Rewrite the listing below, replacing every "this photo" with "this image" and keeping everything else unchanged. Omit the pictures from your version.

Data records:
━━━
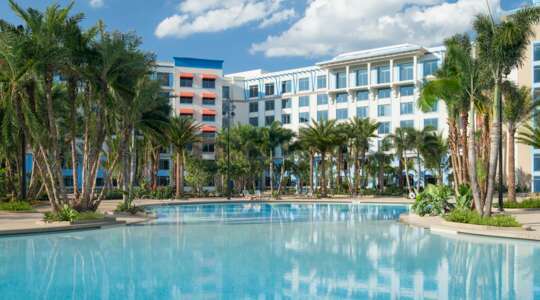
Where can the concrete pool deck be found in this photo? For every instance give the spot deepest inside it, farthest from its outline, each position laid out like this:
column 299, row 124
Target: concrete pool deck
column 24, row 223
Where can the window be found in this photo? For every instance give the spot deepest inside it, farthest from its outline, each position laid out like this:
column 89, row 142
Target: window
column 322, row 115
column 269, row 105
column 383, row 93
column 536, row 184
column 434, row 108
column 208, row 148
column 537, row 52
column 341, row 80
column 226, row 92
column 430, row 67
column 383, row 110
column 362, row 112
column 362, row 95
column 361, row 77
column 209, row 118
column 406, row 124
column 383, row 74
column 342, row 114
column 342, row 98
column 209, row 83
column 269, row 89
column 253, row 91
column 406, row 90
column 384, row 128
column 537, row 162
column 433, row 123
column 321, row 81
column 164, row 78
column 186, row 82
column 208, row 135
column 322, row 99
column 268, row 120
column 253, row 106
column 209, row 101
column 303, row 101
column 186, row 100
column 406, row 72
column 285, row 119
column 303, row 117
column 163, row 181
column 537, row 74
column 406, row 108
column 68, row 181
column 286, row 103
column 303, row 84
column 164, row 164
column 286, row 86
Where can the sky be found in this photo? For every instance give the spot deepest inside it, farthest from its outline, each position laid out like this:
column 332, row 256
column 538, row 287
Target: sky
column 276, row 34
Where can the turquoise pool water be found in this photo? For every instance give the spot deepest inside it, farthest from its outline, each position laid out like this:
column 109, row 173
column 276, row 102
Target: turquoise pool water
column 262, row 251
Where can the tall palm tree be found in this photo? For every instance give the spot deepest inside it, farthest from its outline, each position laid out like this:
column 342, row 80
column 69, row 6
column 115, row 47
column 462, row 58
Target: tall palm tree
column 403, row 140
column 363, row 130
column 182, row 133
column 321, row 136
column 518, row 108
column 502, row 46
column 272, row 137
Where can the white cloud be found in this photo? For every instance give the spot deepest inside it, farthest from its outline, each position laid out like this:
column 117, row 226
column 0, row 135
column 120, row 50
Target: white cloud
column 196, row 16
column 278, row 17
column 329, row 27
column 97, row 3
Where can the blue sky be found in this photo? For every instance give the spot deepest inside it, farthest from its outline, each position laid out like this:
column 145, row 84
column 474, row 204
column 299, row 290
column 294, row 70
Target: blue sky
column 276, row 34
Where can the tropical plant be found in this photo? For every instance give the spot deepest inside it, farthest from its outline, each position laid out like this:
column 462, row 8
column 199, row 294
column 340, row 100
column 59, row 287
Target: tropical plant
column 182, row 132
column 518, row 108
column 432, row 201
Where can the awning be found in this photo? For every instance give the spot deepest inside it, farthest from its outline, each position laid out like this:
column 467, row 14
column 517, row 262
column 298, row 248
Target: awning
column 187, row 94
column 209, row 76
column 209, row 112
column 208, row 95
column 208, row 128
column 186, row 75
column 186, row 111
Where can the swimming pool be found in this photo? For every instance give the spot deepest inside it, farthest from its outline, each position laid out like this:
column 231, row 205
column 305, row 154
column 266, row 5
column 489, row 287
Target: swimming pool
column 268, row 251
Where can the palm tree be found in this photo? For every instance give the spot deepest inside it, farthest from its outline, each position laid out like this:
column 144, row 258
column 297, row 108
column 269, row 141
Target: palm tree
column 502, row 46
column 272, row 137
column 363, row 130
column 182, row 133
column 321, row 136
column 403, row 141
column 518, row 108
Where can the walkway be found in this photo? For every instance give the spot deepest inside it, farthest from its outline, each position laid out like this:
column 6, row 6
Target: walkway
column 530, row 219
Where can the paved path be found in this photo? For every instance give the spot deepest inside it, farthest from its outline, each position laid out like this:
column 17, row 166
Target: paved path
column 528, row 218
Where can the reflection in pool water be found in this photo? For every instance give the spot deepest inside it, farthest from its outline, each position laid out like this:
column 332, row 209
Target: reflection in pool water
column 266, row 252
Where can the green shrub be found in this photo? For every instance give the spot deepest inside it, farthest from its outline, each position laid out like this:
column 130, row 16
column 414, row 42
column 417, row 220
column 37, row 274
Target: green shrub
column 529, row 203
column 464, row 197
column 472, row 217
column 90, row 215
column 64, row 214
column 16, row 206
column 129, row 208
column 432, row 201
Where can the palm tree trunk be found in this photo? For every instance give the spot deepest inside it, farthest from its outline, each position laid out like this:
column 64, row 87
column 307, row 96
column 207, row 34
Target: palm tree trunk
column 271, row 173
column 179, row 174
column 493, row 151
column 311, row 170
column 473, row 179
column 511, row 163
━━━
Result of this exercise
Where can the concrete pool deck be found in this image? For every instance give the spot deepest inside it, farthest from its outline, each position laid out like this:
column 299, row 124
Target: concrete pool deck
column 24, row 223
Where can the window be found in this image? For every instance give the spot deepest inside it, farthest from its outline, each position laid out like this:
column 89, row 142
Target: window
column 322, row 115
column 269, row 105
column 383, row 93
column 536, row 184
column 434, row 108
column 208, row 148
column 537, row 52
column 341, row 80
column 226, row 92
column 430, row 67
column 383, row 110
column 362, row 112
column 362, row 95
column 361, row 77
column 209, row 118
column 406, row 124
column 383, row 74
column 342, row 114
column 342, row 98
column 209, row 83
column 269, row 89
column 253, row 91
column 406, row 90
column 384, row 128
column 537, row 162
column 433, row 123
column 321, row 81
column 164, row 78
column 186, row 82
column 208, row 135
column 322, row 99
column 268, row 120
column 253, row 106
column 209, row 101
column 303, row 101
column 186, row 100
column 406, row 72
column 285, row 119
column 303, row 117
column 163, row 181
column 537, row 74
column 406, row 108
column 68, row 181
column 286, row 103
column 303, row 84
column 164, row 164
column 286, row 86
Where can the sky be found in this image? For every instance give the spot deepest inside it, farthest from its outline, each position laid out like this:
column 332, row 256
column 538, row 287
Target: sky
column 276, row 34
Where can the turquoise pool water be found in this image? For every instance give the spot deepest inside it, farthest from its outline, each position laid out like this:
column 109, row 173
column 276, row 102
Target: turquoise pool water
column 262, row 251
Where can the tall palm tree be found in this image? For every instance give the spot deepest inside it, farthest from its outline, each position laid out like this:
column 342, row 80
column 69, row 6
column 115, row 47
column 462, row 58
Target: tall palm tree
column 403, row 140
column 363, row 130
column 182, row 133
column 321, row 136
column 518, row 108
column 502, row 46
column 272, row 137
Where can the white cloud be found in this image? For every instance give the spot deepest inside it, farthest from its outline, each position laid out like this:
column 117, row 226
column 0, row 135
column 120, row 50
Target: white cloud
column 196, row 16
column 278, row 17
column 329, row 27
column 97, row 3
Where can the blue sky be found in this image? For every instance give the spot deepest inside it, farthest from its outline, each position laid out like this:
column 145, row 84
column 474, row 204
column 299, row 290
column 294, row 70
Target: blue sky
column 276, row 34
Where can the tropical plant be found in this image? For every instance give the spot deepest inside it, farthest from its outline, each position laid out like this:
column 462, row 8
column 199, row 294
column 340, row 100
column 59, row 287
Target: tropical plant
column 182, row 132
column 518, row 108
column 432, row 201
Where can the awning be found in this image? For every instance give the spot deepest inside it, farthest from its outline, each position laid out like this:
column 467, row 14
column 517, row 262
column 298, row 248
Target: awning
column 187, row 94
column 209, row 76
column 209, row 112
column 208, row 95
column 208, row 128
column 186, row 75
column 186, row 111
Where can the swimming pool be found in this image? For every instance give the spot deepest inside it, farthest from its outline, each position laid out like this:
column 231, row 205
column 305, row 154
column 266, row 5
column 489, row 287
Target: swimming pool
column 268, row 251
Where can the palm tree be found in this image? For every instance give the spot deepest inside it, farthest from its outline, each position laid out like this:
column 144, row 258
column 297, row 108
column 269, row 141
Target: palm tree
column 502, row 46
column 272, row 137
column 363, row 130
column 182, row 133
column 321, row 136
column 403, row 141
column 518, row 108
Where can the walkway be found in this image? For every instance give the spot deepest inside it, farthest from its outline, each position laid out like this:
column 6, row 6
Target: walkway
column 530, row 219
Where can the paved path be found in this image? For every instance give the spot deepest inside it, farthest from its outline, each position laid out like this:
column 17, row 166
Target: paved path
column 528, row 218
Where can the reflection in pool water be found in this image? For every instance give the spot deepest inside it, farthest from its outline, each position laid out like this:
column 332, row 209
Target: reflection in pool water
column 266, row 252
Where can the green shrub be found in this image? For every instance give the spot deepest inside it, farthest from its outline, each position laid out like this:
column 130, row 16
column 414, row 42
column 417, row 220
column 37, row 274
Target: green shrub
column 529, row 203
column 464, row 197
column 472, row 217
column 90, row 215
column 64, row 214
column 16, row 206
column 129, row 208
column 432, row 201
Where can the palm tree trunk be found in this image? For every instance give the spot deepest inside it, farthest from its outline, each position laid out like this:
column 64, row 87
column 307, row 96
column 207, row 34
Target: palm tree trunk
column 271, row 173
column 179, row 174
column 493, row 151
column 311, row 170
column 473, row 179
column 511, row 163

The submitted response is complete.